[Stored entries]

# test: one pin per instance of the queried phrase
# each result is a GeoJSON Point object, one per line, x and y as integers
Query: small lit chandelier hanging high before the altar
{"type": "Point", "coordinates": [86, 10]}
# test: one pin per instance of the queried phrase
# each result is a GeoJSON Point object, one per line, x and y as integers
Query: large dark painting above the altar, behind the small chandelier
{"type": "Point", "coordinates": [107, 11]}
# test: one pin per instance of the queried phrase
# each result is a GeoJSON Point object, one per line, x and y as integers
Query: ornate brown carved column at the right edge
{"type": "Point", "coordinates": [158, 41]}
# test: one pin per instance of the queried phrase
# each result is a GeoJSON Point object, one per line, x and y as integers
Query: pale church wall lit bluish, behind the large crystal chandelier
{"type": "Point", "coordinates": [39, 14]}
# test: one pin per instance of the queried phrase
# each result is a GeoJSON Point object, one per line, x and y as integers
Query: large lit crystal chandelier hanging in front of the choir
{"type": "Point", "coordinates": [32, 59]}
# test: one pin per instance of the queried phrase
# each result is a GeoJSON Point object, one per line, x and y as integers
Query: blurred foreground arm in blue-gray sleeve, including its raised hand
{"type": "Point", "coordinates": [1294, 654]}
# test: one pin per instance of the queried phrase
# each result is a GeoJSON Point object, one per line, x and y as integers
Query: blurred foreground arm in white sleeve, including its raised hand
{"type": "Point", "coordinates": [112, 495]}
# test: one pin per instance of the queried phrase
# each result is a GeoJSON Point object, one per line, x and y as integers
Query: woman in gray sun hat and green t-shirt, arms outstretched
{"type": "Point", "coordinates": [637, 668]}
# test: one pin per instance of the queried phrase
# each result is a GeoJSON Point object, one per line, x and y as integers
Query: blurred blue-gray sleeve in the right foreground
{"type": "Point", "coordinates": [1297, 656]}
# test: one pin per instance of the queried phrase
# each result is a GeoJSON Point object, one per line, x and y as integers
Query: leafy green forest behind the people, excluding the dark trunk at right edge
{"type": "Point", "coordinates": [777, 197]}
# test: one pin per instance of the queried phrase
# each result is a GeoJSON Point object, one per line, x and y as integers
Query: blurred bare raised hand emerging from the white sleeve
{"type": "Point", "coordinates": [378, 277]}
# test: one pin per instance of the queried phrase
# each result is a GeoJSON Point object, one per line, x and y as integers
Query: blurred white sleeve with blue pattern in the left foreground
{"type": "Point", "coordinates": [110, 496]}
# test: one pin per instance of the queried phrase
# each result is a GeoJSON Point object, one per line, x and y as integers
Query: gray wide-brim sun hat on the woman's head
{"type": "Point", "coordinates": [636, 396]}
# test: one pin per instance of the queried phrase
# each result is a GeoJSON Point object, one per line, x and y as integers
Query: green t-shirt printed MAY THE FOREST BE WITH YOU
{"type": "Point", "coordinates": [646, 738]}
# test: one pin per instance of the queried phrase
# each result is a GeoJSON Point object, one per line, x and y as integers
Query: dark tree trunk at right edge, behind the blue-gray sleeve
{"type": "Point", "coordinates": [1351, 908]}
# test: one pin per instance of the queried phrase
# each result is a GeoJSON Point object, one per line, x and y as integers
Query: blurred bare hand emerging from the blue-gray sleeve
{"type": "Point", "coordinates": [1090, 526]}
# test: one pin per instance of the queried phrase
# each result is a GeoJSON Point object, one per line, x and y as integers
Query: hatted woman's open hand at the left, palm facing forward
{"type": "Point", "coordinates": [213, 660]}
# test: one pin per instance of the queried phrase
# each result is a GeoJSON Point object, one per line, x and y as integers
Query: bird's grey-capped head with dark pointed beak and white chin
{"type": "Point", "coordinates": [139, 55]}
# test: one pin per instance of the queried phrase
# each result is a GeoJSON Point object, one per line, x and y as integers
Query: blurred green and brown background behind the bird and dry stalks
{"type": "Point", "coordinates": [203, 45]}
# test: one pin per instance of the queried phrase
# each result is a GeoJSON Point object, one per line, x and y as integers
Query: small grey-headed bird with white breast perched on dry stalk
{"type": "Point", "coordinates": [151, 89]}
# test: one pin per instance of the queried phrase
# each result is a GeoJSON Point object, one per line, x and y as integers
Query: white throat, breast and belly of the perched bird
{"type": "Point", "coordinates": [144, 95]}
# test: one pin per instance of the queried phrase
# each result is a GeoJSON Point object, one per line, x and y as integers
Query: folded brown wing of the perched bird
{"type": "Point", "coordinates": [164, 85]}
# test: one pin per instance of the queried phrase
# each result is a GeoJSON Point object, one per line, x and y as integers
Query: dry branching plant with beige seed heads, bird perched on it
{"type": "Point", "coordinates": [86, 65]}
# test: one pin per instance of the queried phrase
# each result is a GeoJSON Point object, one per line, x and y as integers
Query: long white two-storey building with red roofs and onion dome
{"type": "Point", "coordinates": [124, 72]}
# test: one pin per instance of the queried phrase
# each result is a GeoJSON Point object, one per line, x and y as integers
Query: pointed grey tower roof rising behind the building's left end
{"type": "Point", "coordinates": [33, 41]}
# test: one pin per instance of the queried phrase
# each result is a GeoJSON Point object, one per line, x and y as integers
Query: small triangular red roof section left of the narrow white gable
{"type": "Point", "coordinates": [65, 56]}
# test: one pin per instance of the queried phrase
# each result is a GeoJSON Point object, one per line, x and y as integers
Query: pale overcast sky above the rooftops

WORK TO BE COMPLETED:
Reproduce each record exactly as it appears.

FINAL ANSWER:
# test: one pin per instance of the queried phrase
# each result is a GeoJSON Point object, one per line, x and y as integers
Query: small lit chandelier hanging high before the altar
{"type": "Point", "coordinates": [86, 10]}
# test: one pin per instance of the queried phrase
# each result is a GeoJSON Point object, one per line, x and y as integers
Query: large dark painting above the altar, behind the small chandelier
{"type": "Point", "coordinates": [107, 11]}
# test: one pin per instance of the queried phrase
# each result is a GeoJSON Point object, one per line, x and y as integers
Query: ornate brown carved column at the right edge
{"type": "Point", "coordinates": [158, 41]}
# test: one pin per instance of the queried phrase
# each result is a GeoJSON Point object, one per line, x and y as integers
Query: pale church wall lit bluish, behind the large crystal chandelier
{"type": "Point", "coordinates": [39, 14]}
# test: one pin per instance of the queried phrase
# each result is a GeoJSON Point object, one per line, x and y as integers
Query: large lit crystal chandelier hanging in front of the choir
{"type": "Point", "coordinates": [32, 59]}
# test: one pin per instance of the queried phrase
# each result is a GeoJSON Point object, one per line, x and y as integers
Query: blurred foreground arm in blue-gray sleeve, including its raised hand
{"type": "Point", "coordinates": [1294, 654]}
# test: one pin per instance of the queried phrase
# each result is a GeoJSON Point object, one per line, x and y as integers
Query: blurred foreground arm in white sleeve, including its raised hand
{"type": "Point", "coordinates": [112, 495]}
# test: one pin per instance of the queried phrase
# each result is a GeoJSON Point object, one per line, x and y as integers
Query: woman in gray sun hat and green t-shirt, arms outstretched
{"type": "Point", "coordinates": [637, 668]}
# test: one pin per instance of the queried phrase
# each result is a GeoJSON Point object, one per line, x and y as integers
Query: blurred blue-gray sleeve in the right foreground
{"type": "Point", "coordinates": [1297, 656]}
# test: one pin per instance of the queried phrase
# each result is a GeoJSON Point object, one per line, x and y as integers
Query: leafy green forest behind the people, excluding the dark trunk at right edge
{"type": "Point", "coordinates": [777, 197]}
# test: one pin per instance of the queried phrase
# each result is a GeoJSON Point object, one per line, x and y as integers
Query: blurred bare raised hand emerging from the white sleeve
{"type": "Point", "coordinates": [378, 277]}
# test: one pin per instance of the queried phrase
# each result is a GeoJSON Point object, one per line, x and y as integers
Query: blurred white sleeve with blue pattern in the left foreground
{"type": "Point", "coordinates": [110, 496]}
# test: one pin per instance of the queried phrase
# each result is a GeoJSON Point object, one per line, x and y as integers
Query: gray wide-brim sun hat on the woman's head
{"type": "Point", "coordinates": [636, 396]}
# test: one pin per instance of the queried phrase
# each result is a GeoJSON Point object, one per line, x and y as integers
Query: green t-shirt printed MAY THE FOREST BE WITH YOU
{"type": "Point", "coordinates": [646, 738]}
# test: one pin per instance of the queried phrase
# each result is a GeoJSON Point object, one per line, x and y as integers
Query: dark tree trunk at right edge, behind the blue-gray sleeve
{"type": "Point", "coordinates": [1351, 908]}
# test: one pin per instance of the queried phrase
# each result is a GeoJSON Point object, one per line, x and y as integers
Query: blurred bare hand emerging from the blue-gray sleeve
{"type": "Point", "coordinates": [1090, 526]}
# test: one pin per instance of the queried phrase
# each result is a GeoJSON Point object, one per line, x and y as integers
Query: hatted woman's open hand at the left, palm facing forward
{"type": "Point", "coordinates": [213, 660]}
# test: one pin per instance of the queried phrase
# each result is a GeoJSON Point object, one per line, x and y as integers
Query: bird's grey-capped head with dark pointed beak and white chin
{"type": "Point", "coordinates": [139, 55]}
# test: one pin per instance of the queried phrase
# each result is a GeoJSON Point object, one per line, x and y as integers
Query: blurred green and brown background behind the bird and dry stalks
{"type": "Point", "coordinates": [203, 45]}
# test: one pin per instance of the queried phrase
# each result is a GeoJSON Point object, one per line, x and y as integers
Query: small grey-headed bird with white breast perched on dry stalk
{"type": "Point", "coordinates": [151, 89]}
# test: one pin per instance of the queried phrase
# each result is a GeoJSON Point object, one per line, x and y as integers
Query: white throat, breast and belly of the perched bird
{"type": "Point", "coordinates": [144, 95]}
# test: one pin per instance of the queried phrase
# each result is a GeoJSON Point object, one per line, x and y as integers
Query: folded brown wing of the perched bird
{"type": "Point", "coordinates": [164, 85]}
# test: one pin per instance of the queried phrase
# each result is a GeoJSON Point object, one per line, x and y as integers
Query: dry branching plant with beige seed heads, bird perched on it
{"type": "Point", "coordinates": [86, 65]}
# test: one pin per instance of the queried phrase
# each result is a GeoJSON Point object, one per line, x and y as integers
Query: long white two-storey building with red roofs and onion dome
{"type": "Point", "coordinates": [124, 72]}
# test: one pin per instance of the queried phrase
# each result is a GeoJSON Point object, one per line, x and y as integers
Query: pointed grey tower roof rising behind the building's left end
{"type": "Point", "coordinates": [33, 41]}
# test: one pin per instance of the queried phrase
# each result is a GeoJSON Point object, one per line, x and y as integers
Query: small triangular red roof section left of the narrow white gable
{"type": "Point", "coordinates": [65, 56]}
# test: one pin per instance of the queried phrase
# each result is a GeoJSON Point object, one per line, x and y as integers
Query: pale overcast sky above the rooftops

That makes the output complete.